── Data to use

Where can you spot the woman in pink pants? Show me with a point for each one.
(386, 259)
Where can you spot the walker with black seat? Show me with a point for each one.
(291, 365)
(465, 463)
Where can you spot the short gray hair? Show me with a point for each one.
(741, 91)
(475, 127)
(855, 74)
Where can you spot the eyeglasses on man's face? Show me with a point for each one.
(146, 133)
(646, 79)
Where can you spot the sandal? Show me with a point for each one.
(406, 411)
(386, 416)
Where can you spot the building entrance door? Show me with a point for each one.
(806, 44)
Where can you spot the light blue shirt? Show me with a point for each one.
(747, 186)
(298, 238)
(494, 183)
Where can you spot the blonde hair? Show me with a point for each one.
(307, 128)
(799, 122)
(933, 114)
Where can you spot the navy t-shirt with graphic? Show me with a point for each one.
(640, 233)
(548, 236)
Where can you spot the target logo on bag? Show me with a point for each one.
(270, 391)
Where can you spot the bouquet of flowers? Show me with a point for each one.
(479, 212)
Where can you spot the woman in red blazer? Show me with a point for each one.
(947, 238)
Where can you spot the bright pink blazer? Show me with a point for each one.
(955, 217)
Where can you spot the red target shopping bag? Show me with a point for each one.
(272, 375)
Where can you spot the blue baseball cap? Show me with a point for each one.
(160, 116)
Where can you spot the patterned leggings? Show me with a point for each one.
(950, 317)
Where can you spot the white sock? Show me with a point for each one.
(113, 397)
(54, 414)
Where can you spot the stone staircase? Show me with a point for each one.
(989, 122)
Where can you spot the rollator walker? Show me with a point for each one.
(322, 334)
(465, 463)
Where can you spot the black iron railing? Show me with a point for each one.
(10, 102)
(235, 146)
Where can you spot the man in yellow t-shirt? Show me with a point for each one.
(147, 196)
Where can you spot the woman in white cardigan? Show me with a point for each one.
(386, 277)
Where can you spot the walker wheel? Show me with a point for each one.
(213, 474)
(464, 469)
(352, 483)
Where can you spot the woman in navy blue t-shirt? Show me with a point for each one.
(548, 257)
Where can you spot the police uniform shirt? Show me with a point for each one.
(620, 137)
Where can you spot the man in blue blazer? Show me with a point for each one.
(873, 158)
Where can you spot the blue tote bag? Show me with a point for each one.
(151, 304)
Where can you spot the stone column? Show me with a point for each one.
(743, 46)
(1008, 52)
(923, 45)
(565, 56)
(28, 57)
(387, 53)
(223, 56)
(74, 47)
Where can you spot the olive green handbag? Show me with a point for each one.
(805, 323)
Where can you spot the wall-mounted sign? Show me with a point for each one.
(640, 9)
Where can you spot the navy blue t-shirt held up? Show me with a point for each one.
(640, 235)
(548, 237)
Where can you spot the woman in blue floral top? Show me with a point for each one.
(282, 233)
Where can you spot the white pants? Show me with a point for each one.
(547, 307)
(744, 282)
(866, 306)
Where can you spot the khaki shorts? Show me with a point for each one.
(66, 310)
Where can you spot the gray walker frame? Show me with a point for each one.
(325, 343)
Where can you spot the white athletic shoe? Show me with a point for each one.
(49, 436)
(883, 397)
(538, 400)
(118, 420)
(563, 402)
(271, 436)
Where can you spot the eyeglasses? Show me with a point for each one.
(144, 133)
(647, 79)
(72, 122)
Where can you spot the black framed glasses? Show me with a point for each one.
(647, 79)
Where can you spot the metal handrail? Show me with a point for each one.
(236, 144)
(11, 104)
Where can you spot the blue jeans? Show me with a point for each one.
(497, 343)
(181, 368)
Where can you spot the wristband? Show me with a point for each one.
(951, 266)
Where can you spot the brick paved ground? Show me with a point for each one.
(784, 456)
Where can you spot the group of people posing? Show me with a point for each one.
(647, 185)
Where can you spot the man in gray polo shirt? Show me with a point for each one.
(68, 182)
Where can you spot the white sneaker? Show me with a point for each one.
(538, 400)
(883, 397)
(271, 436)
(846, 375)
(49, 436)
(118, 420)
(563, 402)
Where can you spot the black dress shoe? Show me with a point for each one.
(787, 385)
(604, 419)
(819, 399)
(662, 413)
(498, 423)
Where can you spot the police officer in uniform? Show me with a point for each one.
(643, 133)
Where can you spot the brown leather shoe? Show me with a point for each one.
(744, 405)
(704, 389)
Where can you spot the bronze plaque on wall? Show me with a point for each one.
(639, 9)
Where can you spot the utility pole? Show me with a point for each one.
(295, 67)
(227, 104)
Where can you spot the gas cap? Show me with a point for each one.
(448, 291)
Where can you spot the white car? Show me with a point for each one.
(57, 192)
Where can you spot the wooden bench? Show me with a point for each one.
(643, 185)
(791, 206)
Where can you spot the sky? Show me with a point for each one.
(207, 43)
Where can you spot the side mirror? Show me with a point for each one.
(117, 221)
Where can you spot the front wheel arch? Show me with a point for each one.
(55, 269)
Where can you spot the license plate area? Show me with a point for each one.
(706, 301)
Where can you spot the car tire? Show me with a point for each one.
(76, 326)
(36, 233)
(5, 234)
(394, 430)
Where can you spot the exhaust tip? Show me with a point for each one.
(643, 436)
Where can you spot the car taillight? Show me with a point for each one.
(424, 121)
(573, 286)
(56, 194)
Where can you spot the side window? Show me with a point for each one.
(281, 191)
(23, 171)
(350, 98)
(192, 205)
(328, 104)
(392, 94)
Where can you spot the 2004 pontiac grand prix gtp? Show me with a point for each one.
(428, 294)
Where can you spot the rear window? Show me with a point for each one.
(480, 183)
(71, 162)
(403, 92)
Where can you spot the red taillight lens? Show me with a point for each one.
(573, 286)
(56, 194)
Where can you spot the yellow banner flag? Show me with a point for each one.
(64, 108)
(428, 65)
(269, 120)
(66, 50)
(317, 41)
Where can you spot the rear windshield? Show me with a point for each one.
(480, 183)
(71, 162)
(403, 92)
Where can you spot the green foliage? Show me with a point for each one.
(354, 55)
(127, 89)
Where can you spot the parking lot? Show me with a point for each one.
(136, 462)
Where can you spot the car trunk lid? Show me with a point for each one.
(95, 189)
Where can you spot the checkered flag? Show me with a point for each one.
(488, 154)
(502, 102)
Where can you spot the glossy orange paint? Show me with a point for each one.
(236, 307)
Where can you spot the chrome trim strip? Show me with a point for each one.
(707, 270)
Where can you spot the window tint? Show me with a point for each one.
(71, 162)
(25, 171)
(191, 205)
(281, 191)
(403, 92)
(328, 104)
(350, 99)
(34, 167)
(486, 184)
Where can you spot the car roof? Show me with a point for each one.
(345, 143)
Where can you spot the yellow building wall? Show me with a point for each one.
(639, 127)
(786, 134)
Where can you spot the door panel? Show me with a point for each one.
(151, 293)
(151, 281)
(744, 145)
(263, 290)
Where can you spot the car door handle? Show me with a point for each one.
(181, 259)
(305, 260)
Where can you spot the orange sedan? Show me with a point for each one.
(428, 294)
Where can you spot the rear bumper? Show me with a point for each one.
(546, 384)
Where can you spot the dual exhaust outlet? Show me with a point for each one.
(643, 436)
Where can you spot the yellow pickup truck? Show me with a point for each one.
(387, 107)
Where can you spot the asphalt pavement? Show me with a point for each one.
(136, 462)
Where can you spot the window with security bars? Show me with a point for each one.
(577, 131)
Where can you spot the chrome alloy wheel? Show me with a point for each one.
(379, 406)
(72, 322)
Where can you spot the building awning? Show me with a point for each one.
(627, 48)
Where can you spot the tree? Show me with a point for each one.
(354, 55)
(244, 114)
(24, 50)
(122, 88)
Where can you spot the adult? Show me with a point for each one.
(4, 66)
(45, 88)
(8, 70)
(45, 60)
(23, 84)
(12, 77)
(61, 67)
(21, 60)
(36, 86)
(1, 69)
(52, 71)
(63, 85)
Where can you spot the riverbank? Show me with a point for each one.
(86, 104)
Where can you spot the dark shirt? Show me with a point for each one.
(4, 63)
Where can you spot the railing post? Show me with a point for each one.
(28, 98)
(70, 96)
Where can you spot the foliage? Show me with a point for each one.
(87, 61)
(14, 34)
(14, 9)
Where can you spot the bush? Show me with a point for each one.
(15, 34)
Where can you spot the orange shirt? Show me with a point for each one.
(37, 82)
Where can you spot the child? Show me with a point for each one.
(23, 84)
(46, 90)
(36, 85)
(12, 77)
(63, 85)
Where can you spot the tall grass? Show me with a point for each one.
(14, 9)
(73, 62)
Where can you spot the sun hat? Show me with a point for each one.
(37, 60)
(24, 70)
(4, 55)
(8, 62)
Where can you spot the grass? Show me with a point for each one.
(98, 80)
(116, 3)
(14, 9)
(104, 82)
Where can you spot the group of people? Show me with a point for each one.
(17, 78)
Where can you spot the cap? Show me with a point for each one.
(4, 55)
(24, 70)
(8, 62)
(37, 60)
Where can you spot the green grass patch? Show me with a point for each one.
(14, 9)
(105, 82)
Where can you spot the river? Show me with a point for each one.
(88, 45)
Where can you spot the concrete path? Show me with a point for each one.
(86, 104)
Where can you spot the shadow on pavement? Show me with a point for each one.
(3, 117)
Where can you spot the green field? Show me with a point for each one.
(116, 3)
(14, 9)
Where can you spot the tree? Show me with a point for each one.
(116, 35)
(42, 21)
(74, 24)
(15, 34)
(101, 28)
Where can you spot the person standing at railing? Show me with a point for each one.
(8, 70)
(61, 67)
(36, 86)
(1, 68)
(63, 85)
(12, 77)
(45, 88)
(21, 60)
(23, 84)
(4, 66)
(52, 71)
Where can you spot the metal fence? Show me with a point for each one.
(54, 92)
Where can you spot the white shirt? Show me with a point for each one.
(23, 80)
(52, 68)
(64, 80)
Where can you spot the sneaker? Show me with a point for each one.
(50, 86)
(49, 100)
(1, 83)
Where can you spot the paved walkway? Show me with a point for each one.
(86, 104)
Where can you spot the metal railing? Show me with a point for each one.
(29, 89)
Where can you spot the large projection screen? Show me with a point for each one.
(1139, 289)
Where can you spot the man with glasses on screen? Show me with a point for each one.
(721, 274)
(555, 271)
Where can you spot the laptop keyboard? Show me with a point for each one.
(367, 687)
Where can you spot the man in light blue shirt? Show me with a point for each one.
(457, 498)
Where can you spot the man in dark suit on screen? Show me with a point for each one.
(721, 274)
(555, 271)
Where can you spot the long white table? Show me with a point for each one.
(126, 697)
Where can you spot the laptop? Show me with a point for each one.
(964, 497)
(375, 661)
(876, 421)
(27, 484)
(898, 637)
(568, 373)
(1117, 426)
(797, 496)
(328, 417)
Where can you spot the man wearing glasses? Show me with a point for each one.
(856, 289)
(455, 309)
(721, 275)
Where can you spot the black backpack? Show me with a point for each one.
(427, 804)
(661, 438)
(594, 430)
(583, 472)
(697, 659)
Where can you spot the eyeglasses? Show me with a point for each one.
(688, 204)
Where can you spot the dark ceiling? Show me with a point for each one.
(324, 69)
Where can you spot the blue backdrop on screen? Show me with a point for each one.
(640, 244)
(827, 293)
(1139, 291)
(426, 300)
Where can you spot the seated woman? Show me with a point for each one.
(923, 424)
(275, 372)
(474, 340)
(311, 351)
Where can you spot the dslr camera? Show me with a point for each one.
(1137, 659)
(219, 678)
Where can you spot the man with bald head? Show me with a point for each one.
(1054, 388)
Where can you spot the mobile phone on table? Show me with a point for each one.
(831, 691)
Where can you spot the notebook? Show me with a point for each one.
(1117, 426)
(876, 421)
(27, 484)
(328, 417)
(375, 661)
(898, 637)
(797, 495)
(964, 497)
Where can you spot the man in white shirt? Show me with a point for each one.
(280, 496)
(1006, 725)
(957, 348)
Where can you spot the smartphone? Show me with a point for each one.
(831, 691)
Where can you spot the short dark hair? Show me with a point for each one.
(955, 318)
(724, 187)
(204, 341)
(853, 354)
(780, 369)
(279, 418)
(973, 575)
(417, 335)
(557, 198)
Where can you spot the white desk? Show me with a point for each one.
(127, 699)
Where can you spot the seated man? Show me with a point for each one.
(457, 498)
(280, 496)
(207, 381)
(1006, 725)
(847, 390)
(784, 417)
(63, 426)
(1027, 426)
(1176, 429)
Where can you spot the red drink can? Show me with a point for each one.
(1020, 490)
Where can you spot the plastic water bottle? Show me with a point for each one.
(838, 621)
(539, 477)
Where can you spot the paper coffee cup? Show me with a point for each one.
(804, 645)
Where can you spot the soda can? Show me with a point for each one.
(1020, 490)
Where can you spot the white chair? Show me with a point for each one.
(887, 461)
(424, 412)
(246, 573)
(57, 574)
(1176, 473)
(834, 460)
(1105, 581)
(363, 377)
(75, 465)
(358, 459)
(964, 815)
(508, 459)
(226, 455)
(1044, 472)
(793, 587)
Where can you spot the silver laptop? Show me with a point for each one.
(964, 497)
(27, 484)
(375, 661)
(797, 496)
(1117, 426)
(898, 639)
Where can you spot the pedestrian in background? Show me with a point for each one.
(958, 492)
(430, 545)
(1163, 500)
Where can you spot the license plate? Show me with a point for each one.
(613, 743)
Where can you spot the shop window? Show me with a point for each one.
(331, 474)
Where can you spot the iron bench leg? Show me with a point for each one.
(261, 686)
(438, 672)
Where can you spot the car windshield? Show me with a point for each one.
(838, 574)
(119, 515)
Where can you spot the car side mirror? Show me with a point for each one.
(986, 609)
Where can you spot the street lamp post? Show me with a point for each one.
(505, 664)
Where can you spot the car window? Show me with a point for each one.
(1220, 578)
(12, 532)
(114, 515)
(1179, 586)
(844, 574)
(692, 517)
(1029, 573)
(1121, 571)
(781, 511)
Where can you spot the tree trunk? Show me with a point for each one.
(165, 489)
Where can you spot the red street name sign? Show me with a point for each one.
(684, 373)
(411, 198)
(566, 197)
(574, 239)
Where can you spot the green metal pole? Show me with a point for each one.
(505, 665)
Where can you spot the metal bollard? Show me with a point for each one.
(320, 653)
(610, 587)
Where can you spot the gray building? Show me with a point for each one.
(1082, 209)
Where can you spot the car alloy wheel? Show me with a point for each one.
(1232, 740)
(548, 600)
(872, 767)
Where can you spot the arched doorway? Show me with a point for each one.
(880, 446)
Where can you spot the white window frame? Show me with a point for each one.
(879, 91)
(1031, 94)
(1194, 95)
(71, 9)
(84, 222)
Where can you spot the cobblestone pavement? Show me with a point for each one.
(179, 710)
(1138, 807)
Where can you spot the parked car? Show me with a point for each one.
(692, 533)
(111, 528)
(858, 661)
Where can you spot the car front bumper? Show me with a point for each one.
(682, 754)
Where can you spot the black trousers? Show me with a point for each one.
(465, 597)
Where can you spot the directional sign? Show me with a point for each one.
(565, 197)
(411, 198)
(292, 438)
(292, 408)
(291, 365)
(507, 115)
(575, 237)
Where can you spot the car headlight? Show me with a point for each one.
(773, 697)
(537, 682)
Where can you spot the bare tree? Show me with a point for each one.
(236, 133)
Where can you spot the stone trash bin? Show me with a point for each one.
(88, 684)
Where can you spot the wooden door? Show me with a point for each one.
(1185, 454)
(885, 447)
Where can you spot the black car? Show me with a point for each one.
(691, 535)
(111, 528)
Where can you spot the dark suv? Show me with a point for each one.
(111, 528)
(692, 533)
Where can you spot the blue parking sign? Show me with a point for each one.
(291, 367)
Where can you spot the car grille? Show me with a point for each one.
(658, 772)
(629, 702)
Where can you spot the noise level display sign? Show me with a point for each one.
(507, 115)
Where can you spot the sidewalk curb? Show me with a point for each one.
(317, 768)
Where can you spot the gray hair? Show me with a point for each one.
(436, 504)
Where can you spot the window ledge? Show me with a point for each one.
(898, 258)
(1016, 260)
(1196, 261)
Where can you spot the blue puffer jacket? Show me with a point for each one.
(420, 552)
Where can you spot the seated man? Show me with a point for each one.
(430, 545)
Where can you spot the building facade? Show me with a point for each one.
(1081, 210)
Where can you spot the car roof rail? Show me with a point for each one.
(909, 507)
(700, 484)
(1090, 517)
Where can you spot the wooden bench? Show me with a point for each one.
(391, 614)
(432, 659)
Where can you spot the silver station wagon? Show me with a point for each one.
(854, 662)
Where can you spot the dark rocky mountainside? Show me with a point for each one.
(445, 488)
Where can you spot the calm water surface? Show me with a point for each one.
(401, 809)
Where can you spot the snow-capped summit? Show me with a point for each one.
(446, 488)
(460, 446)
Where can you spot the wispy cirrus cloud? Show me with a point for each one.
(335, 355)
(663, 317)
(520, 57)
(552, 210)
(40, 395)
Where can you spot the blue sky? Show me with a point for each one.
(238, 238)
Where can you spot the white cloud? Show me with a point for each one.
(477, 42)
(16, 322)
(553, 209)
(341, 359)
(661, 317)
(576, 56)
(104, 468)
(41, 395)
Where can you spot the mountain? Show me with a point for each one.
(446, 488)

────

Description of the task
Keep to the lines from the one containing "Where can you spot the mountain?" to the end of the entries above, and retype them exactly.

Task response
Where can you spot the mountain? Show me with a point for each one.
(446, 488)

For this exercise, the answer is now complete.